** Document segment **

The Road to Recovery
Recovery can be a long and expensive process. The research team behind this project is investigating the best and most cost-effective 3D-printed technology for rehabilitation purposes. The main component of this technology comprises the use of a joystick or controller to assist the wearer in managing the use of their arms.
THINK met up with Farrugia, who talked about how they are making this technology as adaptable as possible to people’s needs. ‘In order to cut costs, we came up with a modular design, where one can shift the controller band according to whether one requires just therapy or otherwise.’ The therapy module on the controller can be worn according to the wearer, and its use and function can vary significantly. The project is targeting three types of patients: those with musculoskeletal conditions, which usually involve injuries caused through sports activities, together with post-stroke patients and individuals suffering from dystonia, a movement disorder where muscles contract involuntarily.
‘We are currently on the third design iteration, and we are almost there,’ remarks Farrugia on the development of the controller. With this device comes an array of games that help simulate the required therapeutic movements for the wearer. ‘The games featured include sports, painting, and similar daily activities. It all depends on the target user for whom we’re developing the games,’ he adds.

(Dataset entries)
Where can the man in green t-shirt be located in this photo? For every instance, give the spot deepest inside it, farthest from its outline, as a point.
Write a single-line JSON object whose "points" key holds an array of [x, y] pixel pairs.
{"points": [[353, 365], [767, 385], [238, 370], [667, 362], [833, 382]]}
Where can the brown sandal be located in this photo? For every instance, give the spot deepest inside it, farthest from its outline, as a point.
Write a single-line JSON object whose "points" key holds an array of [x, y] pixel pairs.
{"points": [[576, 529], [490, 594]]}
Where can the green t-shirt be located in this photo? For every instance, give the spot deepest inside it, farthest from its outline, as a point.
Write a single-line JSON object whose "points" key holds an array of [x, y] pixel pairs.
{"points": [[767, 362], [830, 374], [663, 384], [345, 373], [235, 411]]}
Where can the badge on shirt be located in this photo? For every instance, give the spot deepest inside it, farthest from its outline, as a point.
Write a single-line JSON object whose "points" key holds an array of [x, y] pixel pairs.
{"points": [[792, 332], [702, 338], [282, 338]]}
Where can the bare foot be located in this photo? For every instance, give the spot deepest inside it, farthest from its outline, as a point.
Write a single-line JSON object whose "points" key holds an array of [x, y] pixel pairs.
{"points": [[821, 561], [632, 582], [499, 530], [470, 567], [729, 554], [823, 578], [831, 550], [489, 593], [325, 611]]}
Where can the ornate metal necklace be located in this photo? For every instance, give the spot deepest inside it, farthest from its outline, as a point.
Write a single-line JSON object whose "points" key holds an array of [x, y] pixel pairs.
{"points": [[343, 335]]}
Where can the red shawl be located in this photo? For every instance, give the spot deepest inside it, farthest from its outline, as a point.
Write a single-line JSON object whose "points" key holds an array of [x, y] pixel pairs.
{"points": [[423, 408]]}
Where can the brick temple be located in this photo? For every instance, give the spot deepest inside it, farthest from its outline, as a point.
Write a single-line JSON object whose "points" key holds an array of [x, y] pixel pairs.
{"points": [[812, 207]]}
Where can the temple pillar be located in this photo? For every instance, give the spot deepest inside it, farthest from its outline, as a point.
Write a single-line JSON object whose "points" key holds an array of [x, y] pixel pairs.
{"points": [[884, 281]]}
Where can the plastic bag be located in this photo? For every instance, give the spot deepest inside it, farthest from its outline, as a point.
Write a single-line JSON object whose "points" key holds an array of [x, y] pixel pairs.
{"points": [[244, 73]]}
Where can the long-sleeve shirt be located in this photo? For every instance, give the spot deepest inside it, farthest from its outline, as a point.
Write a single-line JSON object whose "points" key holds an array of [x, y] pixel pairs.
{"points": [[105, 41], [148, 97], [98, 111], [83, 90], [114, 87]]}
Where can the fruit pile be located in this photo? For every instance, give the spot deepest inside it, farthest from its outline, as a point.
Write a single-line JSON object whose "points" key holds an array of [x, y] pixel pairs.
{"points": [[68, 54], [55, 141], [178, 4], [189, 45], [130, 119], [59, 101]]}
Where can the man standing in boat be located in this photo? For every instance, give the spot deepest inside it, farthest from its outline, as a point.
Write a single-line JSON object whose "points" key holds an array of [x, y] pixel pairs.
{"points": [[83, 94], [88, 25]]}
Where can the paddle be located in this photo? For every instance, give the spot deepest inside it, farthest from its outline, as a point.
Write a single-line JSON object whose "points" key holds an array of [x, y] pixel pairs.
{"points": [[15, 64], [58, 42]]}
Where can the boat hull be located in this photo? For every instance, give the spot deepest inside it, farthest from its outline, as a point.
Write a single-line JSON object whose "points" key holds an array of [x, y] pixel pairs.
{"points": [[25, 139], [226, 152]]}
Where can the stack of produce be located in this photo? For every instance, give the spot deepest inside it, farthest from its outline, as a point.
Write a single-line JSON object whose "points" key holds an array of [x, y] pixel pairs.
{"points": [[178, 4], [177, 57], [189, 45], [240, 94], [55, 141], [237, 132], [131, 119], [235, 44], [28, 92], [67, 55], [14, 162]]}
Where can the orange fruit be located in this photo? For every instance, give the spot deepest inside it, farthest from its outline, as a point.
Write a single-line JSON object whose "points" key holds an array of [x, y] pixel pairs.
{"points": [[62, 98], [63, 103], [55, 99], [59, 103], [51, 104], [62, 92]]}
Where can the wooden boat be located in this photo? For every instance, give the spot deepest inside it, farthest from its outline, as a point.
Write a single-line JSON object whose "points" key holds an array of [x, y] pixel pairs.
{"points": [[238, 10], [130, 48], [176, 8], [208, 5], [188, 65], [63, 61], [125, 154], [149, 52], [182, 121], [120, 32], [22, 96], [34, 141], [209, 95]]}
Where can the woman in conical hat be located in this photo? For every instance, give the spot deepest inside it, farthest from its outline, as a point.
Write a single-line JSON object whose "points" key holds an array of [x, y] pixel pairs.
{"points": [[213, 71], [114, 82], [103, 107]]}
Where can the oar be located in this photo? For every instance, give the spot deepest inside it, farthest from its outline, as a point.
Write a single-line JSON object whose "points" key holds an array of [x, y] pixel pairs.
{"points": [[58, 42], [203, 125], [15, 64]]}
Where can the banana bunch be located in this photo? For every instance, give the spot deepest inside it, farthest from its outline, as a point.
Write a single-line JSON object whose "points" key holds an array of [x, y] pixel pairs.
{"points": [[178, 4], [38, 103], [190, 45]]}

** Exercise instructions **
#1 According to the rehabilitation article, which three types of patients is the project targeting?
#2 Carry on the article about 3D-printed rehabilitation technology from the point where it stops.
The material comes from a different source than the rehabilitation article.

** Responses by task **
#1 People with musculoskeletal conditions, post-stroke patients, and individuals with dystonia.

#2
Testing all the way
The UM’s role is crucial in the testing of equipment, design feedback, and project dissemination, amongst others. Prof. Ing. Glenn Cassar (Department of Metallurgy and Materials Engineering, UM), together with Dr Ing. Pierre Vella and Ing. Emanuel Balzan from the Department of Industrial Manufacturing Engineering are contributing on various aspects related to the testing of these controllers. Dr Maria Victoria Gauci from the Faculty for Social Wellbeing is overseeing the evaluation of the device and providing the necessary feedback on how such a device can be improved from a therapeutic point of view.
Getting past any stage of the testing phase is fraught with challenges. ‘As with anything else,’ explains Farrugia, ‘everything has its advantages and disadvantages. If you’re going to wear a VR headset, you may experience motion sickness.’ The key component of such a project is to understand and identify user needs in the design of the wearable device and working with people from diverse fields from an initial concept all through to the actual physical product. When such conceptual designs are given to clinicians, designers, and patients, each calls for different requirements and specifications that they think are most essential — resulting in evaluations which cannot all be met harmoniously.
The coming months have a lot in store for the project. ‘Apart from functional testing, we need to assess the effectiveness of our approach compared to traditional therapy,’ comments Farrugia. ‘Results from such tests will be used to develop an innovative approach to the rehabilitation process of numerous patients living with motor dysfunction or other disorders.’
In addition, as part of the PRIME-VR2 project, UM will be hosting an upcoming international workshop called ‘Design for Additive Manufacturing: Future Interactive Devices’ in March 2022. This event will ensure mutually beneficial discussions and collaboration in exploiting 3D printing to develop future interactive devices with particular emphasis on rehabilitation .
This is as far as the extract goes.